Written request 1:
Reproduce the entire New York Film Festival text word for word.
Written request 2:
Report every line of the listing that contains the string "gravel".

Supplied text:
◆ ◆ ◆ ◆ ◆ ◆ ◆
When press screenings for the New York Film Festival begin every year as summer edges into fall, it can seem that the cinema year isn’t three-quarters over but just about to begin: many of the several dozen films the festival showcases hold the promise of being ones that will dominate discussions and tallies of the year’s best work as New Year’s approaches. When those screenings end a bit less than four weeks later, one’s earlier expectations have often been handsomely met, enough so that the contours of the year’s film accomplishments begin to take shape.
There is a remarkable consistency to this. Even if festival regulars invariably take issue with a few undeserving films it includes or deserving films that somehow get overlooked, the NYFF still manages to gather an impressive selection of international cinema that includes some of the most acclaimed films from earlier festivals, especially Cannes, but also including Berlin, Sundance, Venice and Toronto. It is a window on world cinema that’s expansive and clarifying, and sometimes stunning.
In many years, the festival supplies as many as half of the titles on my annual 10-best list. That won’t be the case for 2018, even though I found a lot to like in this year’s programs (my list, though, will almost surely include three films I saw at the 2017 NYFF: Chloe Zhao’s “The Rider,” Valeska Grisebach’s “Western” and Paul Schrader’s “First Reformed”). Yet the very last press screening I attended yielded the film that is pretty much certain to occupy the top spot on my 2018 list. Indeed, when I came out of Alfonso Cuarón’s “Roma,” I felt I’d seen the best film not only of the year but possibly of the decade.
◆ ◆ ◆ ◆ ◆ ◆ ◆
Provided entries:
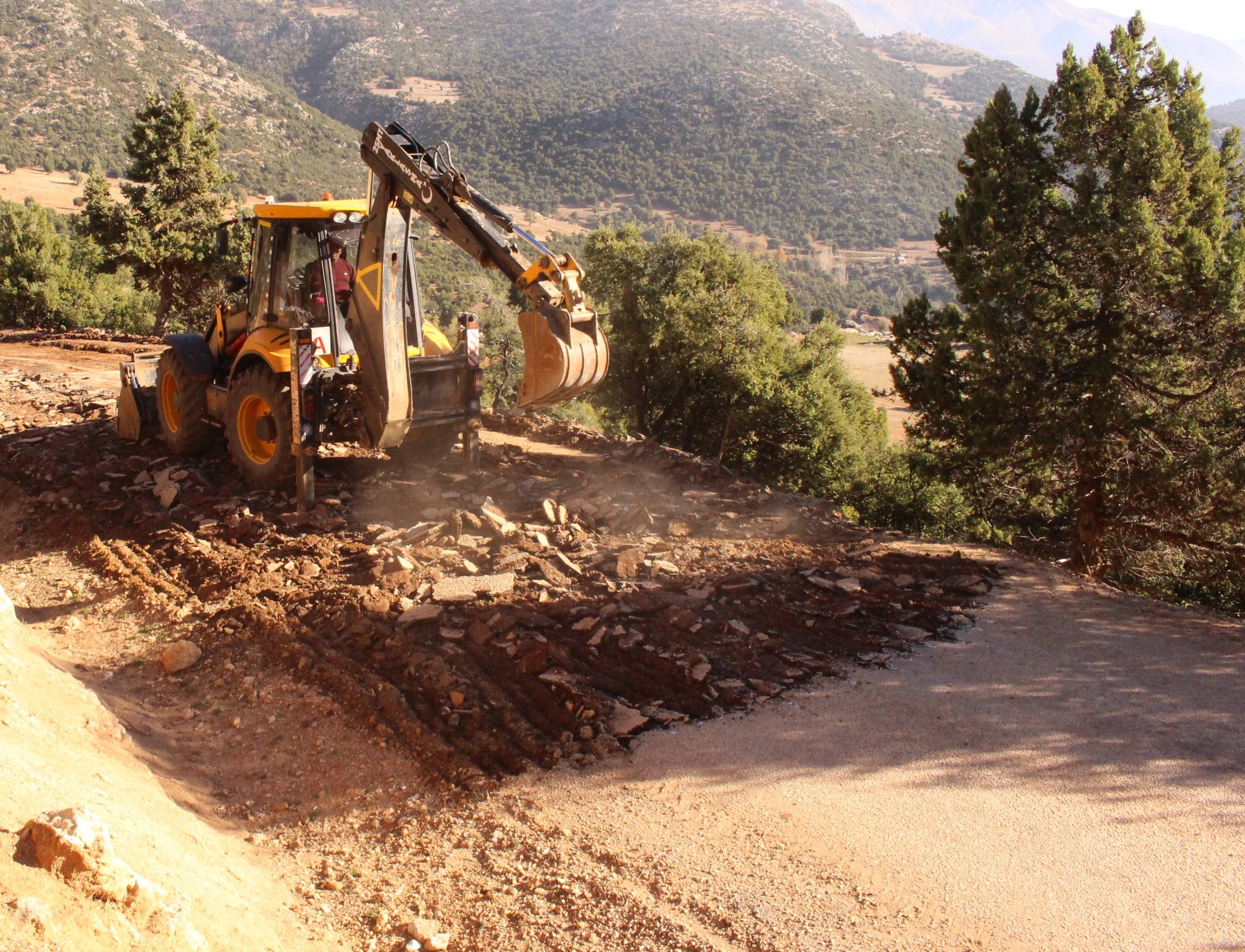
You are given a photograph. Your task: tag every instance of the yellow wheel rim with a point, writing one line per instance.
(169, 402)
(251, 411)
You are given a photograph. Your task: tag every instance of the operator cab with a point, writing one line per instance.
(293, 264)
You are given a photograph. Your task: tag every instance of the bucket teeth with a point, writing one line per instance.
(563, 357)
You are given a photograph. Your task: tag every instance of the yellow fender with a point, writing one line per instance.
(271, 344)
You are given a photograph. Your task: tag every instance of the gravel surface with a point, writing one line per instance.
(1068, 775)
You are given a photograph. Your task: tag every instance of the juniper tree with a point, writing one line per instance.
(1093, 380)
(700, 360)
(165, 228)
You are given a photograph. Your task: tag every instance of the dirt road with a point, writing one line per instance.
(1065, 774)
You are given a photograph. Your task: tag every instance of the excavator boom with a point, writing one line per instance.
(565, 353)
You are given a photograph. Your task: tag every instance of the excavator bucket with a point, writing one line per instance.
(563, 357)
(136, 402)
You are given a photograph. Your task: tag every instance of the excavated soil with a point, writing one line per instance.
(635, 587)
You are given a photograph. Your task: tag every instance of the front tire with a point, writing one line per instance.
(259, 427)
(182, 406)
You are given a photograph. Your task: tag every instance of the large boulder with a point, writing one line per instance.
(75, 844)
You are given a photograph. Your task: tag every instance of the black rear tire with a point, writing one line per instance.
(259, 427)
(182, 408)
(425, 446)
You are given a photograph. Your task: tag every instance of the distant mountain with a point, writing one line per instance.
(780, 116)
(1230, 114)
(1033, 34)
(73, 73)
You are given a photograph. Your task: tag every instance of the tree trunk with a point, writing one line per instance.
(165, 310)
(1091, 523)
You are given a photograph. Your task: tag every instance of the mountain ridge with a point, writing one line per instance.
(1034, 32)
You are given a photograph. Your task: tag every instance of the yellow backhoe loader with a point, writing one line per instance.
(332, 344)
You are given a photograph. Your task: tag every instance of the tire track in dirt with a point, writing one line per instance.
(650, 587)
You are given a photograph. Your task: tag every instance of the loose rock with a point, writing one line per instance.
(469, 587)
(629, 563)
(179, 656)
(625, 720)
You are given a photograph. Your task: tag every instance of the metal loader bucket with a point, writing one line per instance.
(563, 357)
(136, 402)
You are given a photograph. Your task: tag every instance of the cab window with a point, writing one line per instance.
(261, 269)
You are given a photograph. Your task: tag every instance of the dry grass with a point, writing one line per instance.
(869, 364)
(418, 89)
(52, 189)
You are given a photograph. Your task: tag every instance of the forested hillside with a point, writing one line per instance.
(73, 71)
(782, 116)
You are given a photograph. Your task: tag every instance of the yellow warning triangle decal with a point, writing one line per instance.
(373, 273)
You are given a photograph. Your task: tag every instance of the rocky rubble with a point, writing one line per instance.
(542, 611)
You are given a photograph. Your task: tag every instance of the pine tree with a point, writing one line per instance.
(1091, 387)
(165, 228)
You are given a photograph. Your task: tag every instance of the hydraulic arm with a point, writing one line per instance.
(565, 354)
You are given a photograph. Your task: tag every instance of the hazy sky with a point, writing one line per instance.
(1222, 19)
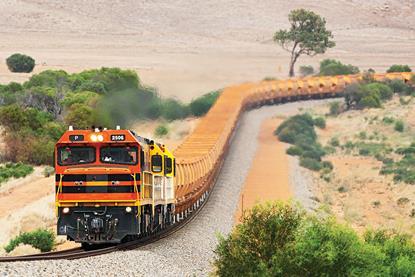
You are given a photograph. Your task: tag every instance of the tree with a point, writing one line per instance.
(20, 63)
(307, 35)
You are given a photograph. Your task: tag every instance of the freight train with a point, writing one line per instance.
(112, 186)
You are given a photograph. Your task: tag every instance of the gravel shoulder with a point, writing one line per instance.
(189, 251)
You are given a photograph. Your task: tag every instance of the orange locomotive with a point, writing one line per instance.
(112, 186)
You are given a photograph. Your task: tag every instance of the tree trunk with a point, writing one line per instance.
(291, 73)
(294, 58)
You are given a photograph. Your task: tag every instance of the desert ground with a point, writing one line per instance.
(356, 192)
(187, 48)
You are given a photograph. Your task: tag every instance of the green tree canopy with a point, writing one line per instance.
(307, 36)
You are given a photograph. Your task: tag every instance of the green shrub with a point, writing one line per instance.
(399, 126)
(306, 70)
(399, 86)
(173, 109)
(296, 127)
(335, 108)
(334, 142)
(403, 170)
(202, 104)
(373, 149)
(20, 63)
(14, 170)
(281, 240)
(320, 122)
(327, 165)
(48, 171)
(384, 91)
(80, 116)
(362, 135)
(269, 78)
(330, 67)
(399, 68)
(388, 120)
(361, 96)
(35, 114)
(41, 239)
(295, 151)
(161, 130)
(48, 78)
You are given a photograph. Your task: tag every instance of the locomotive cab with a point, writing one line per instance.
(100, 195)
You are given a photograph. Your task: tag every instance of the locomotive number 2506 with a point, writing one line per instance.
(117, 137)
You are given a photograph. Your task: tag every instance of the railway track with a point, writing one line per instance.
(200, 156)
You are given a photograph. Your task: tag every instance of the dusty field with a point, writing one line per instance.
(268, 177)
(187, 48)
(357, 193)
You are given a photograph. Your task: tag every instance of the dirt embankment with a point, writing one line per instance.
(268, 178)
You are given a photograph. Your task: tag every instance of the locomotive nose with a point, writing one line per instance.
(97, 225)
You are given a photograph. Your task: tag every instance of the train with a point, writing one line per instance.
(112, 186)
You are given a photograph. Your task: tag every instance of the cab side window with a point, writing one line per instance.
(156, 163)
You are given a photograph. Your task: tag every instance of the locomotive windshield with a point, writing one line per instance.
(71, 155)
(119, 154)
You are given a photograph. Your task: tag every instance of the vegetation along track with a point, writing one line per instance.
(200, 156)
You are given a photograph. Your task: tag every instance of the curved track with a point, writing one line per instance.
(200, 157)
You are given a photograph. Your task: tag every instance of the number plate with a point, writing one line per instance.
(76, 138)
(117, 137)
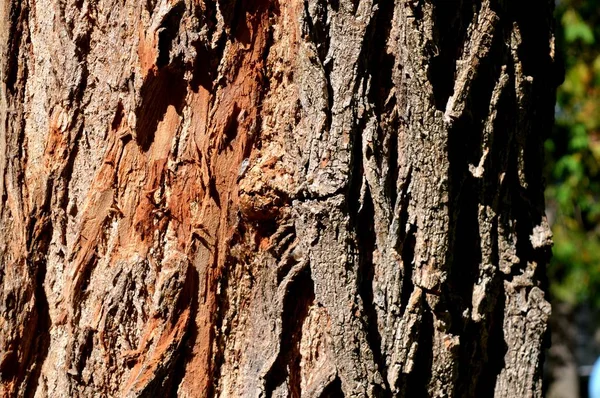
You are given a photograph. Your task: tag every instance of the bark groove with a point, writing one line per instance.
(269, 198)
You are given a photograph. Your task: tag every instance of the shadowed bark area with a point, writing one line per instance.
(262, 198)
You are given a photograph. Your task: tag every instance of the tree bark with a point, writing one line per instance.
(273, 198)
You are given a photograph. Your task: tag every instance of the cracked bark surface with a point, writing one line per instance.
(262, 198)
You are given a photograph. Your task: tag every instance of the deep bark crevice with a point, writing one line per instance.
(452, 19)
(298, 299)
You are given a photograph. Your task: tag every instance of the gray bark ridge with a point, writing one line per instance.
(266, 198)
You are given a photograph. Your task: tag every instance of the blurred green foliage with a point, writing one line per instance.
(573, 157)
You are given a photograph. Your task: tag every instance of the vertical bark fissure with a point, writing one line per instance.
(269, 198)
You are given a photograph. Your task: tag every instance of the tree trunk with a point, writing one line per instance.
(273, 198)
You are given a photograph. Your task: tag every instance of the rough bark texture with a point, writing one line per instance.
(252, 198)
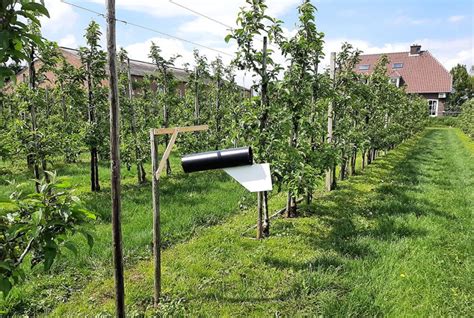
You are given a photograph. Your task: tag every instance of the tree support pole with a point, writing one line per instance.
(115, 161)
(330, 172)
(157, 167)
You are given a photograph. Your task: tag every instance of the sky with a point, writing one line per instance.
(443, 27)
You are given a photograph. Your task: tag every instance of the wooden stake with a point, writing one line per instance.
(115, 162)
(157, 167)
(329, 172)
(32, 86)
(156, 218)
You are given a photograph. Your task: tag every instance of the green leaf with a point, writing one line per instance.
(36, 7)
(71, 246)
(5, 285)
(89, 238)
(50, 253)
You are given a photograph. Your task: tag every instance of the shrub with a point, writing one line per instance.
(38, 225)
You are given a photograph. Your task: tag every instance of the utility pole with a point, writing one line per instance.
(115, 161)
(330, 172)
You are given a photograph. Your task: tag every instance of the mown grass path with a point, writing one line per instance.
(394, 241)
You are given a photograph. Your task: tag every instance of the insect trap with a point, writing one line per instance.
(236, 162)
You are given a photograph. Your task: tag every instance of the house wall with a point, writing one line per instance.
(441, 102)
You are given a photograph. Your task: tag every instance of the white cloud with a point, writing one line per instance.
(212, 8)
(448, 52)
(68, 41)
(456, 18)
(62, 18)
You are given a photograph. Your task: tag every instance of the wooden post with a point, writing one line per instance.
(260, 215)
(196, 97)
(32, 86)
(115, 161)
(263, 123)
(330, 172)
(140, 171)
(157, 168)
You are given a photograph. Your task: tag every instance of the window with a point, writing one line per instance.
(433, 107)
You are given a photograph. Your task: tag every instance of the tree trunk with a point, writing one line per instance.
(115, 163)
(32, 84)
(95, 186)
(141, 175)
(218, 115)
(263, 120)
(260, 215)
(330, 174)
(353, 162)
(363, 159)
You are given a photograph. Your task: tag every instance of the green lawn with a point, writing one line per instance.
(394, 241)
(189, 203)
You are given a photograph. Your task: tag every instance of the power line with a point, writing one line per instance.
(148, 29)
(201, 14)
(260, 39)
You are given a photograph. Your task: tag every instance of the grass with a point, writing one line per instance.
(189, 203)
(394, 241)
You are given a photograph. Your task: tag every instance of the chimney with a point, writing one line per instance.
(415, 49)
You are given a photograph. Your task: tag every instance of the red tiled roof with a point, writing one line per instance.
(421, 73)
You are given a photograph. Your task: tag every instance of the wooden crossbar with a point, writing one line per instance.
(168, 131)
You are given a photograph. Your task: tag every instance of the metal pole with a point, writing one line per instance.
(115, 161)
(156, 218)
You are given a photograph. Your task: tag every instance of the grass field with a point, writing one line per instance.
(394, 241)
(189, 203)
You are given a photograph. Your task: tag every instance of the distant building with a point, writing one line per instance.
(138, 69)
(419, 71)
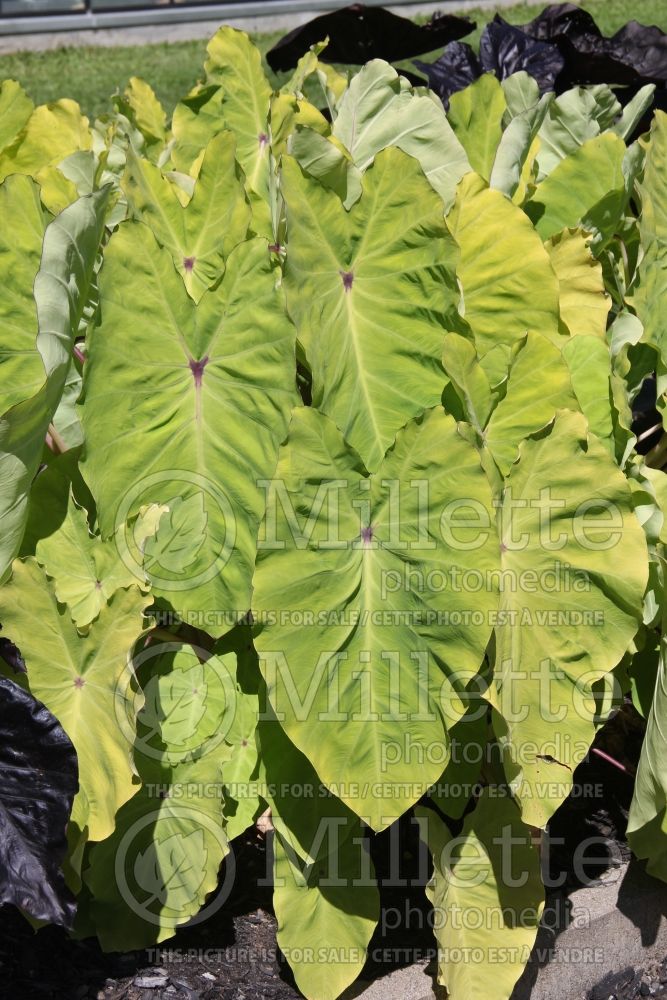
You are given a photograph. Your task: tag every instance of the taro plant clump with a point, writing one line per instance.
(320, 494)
◆ ◆ ◆ ◆ ◆ ◆ ◆
Correct answer 1:
When press screenings for the New York Film Festival begin every year as summer edges into fall, it can seem that the cinema year isn’t three-quarters over but just about to begin: many of the several dozen films the festival showcases hold the promise of being ones that will dominate discussions and tallies of the year’s best work as New Year’s approaches. When those screenings end a bit less than four weeks later, one’s earlier expectations have often been handsomely met, enough so that the contours of the year’s film accomplishments begin to take shape.
There is a remarkable consistency to this. Even if festival regulars invariably take issue with a few undeserving films it includes or deserving films that somehow get overlooked, the NYFF still manages to gather an impressive selection of international cinema that includes some of the most acclaimed films from earlier festivals, especially Cannes, but also including Berlin, Sundance, Venice and Toronto. It is a window on world cinema that’s expansive and clarifying, and sometimes stunning.
In many years, the festival supplies as many as half of the titles on my annual 10-best list. That won’t be the case for 2018, even though I found a lot to like in this year’s programs (my list, though, will almost surely include three films I saw at the 2017 NYFF: Chloe Zhao’s “The Rider,” Valeska Grisebach’s “Western” and Paul Schrader’s “First Reformed”). Yet the very last press screening I attended yielded the film that is pretty much certain to occupy the top spot on my 2018 list. Indeed, when I came out of Alfonso Cuarón’s “Roma,” I felt I’d seen the best film not only of the year but possibly of the decade.

Correct answer 2:
You are given a photograph. Your task: tag every instance of the gravel surface with a point, writing one line per instance.
You are given a photograph. Your task: tag every instance of the gravel shoulder with a point, writing one line per instance.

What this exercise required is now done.